Find "[segment] cluster of leaves" in the data below; transcribe the line it appears on and each line after it, exactly, to the end, and nothing else.

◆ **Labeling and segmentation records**
■ ■ ■ ■
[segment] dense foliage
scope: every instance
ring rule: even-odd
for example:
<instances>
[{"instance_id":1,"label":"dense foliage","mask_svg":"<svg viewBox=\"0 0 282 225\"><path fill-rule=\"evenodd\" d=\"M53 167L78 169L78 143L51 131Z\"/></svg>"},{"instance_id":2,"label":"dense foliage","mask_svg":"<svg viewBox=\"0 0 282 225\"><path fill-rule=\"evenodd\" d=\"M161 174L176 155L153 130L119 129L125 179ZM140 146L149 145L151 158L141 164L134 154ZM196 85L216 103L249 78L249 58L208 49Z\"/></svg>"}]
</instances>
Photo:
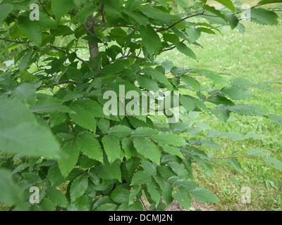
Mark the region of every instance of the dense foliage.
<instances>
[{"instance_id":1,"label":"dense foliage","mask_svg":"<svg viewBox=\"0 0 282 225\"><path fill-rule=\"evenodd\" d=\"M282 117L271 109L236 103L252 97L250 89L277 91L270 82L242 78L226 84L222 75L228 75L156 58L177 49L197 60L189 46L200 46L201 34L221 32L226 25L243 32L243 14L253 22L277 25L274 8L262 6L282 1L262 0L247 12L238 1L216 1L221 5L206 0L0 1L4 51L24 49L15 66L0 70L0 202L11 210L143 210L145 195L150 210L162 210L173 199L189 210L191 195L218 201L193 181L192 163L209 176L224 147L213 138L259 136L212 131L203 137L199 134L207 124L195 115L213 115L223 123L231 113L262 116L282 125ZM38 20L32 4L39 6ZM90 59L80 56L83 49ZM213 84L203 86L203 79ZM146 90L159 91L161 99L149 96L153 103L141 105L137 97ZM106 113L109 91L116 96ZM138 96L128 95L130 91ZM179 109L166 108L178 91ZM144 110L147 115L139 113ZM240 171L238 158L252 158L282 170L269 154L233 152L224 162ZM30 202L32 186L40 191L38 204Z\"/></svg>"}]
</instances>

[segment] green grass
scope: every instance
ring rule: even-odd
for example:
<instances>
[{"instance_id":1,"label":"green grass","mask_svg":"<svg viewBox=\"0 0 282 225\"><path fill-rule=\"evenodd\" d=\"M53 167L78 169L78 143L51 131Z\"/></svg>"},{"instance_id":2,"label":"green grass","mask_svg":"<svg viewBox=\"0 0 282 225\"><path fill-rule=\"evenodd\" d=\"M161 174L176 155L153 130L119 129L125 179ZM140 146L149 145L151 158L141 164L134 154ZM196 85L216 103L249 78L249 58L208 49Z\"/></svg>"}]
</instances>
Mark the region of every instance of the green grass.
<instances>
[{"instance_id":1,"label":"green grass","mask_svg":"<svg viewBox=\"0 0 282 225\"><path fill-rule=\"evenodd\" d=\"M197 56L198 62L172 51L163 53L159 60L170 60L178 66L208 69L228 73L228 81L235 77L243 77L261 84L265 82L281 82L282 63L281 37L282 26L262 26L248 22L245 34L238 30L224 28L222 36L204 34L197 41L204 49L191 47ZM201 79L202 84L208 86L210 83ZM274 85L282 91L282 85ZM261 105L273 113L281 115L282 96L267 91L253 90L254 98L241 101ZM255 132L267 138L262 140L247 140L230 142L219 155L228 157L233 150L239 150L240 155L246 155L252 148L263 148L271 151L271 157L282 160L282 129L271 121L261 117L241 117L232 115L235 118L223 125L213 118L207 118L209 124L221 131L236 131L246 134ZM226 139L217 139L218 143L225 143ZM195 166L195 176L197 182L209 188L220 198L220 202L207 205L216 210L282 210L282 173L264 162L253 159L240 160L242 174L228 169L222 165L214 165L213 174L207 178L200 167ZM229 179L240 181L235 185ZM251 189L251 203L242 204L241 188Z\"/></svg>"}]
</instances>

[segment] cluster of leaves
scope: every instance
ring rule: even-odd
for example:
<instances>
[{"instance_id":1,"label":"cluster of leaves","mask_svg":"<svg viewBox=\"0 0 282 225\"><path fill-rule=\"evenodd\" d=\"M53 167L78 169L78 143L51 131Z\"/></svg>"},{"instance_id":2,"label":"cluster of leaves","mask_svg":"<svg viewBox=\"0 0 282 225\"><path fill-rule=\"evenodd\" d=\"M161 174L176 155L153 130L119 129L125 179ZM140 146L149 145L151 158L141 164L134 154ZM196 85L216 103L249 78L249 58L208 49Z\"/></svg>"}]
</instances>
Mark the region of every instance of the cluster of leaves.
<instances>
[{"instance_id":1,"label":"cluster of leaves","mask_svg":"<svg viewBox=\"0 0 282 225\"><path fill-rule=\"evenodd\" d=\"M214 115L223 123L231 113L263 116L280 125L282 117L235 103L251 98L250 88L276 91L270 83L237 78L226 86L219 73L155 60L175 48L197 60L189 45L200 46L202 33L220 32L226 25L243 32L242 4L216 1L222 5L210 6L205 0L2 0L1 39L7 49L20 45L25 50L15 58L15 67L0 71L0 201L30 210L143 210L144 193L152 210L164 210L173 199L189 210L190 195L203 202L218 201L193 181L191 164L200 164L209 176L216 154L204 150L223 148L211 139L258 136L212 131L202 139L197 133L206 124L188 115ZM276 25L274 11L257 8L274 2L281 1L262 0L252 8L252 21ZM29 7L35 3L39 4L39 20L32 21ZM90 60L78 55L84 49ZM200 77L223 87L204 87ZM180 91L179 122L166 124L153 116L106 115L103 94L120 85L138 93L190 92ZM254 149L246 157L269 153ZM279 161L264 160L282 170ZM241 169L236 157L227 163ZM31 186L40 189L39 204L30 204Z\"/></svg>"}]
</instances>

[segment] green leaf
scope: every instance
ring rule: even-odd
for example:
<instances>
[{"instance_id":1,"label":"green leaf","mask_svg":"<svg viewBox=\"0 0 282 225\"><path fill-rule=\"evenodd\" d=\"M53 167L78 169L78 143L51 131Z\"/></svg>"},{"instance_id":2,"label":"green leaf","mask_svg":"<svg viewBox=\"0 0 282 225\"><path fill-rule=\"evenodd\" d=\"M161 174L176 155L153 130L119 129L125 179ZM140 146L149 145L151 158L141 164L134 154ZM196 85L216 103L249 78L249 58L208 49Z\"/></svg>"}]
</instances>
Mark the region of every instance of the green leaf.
■ ■ ■ ■
◆ **Solution to this exercise**
[segment] cluster of leaves
scope: every instance
ring rule: even-odd
for example:
<instances>
[{"instance_id":1,"label":"cluster of leaves","mask_svg":"<svg viewBox=\"0 0 282 225\"><path fill-rule=\"evenodd\" d=\"M53 167L78 169L78 143L51 131Z\"/></svg>"},{"instance_id":2,"label":"cluster of leaves","mask_svg":"<svg viewBox=\"0 0 282 225\"><path fill-rule=\"evenodd\" d=\"M161 174L176 155L153 130L119 129L125 179ZM140 146L149 145L151 158L141 164L134 154ZM196 85L216 103L249 78L249 58L208 49Z\"/></svg>"}]
</instances>
Mark the region of every instance of the cluster of leaves.
<instances>
[{"instance_id":1,"label":"cluster of leaves","mask_svg":"<svg viewBox=\"0 0 282 225\"><path fill-rule=\"evenodd\" d=\"M214 115L223 123L231 113L263 116L280 125L282 117L235 103L251 98L250 88L276 91L270 83L237 78L226 86L219 73L155 60L175 48L197 60L189 45L200 46L202 33L220 32L226 25L243 32L242 4L216 1L222 5L210 6L205 0L2 0L1 39L7 49L20 45L25 50L15 58L15 67L0 71L0 201L30 210L143 210L144 193L152 210L164 210L173 199L189 210L190 195L203 202L218 201L193 181L191 164L200 164L209 176L216 154L204 150L223 148L211 139L258 136L212 131L202 139L197 133L206 124L188 115ZM276 25L274 11L257 8L274 2L281 1L262 0L252 8L252 21ZM29 7L35 3L39 4L39 20L32 21ZM90 60L78 55L84 49ZM200 77L223 87L204 87ZM180 91L179 122L166 124L153 116L106 115L103 94L120 85L138 93L190 92ZM254 149L246 157L269 153ZM279 161L264 160L282 170ZM241 169L236 157L227 163ZM31 186L40 189L39 204L30 204Z\"/></svg>"}]
</instances>

[segment] green leaf
scope: every instance
ring rule: even-odd
for example:
<instances>
[{"instance_id":1,"label":"green leaf","mask_svg":"<svg viewBox=\"0 0 282 225\"><path fill-rule=\"evenodd\" d=\"M53 167L78 169L78 143L51 131Z\"/></svg>"},{"instance_id":2,"label":"green leaf","mask_svg":"<svg viewBox=\"0 0 282 225\"><path fill-rule=\"evenodd\" d=\"M161 174L176 155L153 130L119 129L125 179ZM140 146L149 145L151 158L141 164L134 154ZM196 85L216 103L249 78L249 58L208 49Z\"/></svg>"}]
</instances>
Mark the region of every instance of the green leaf.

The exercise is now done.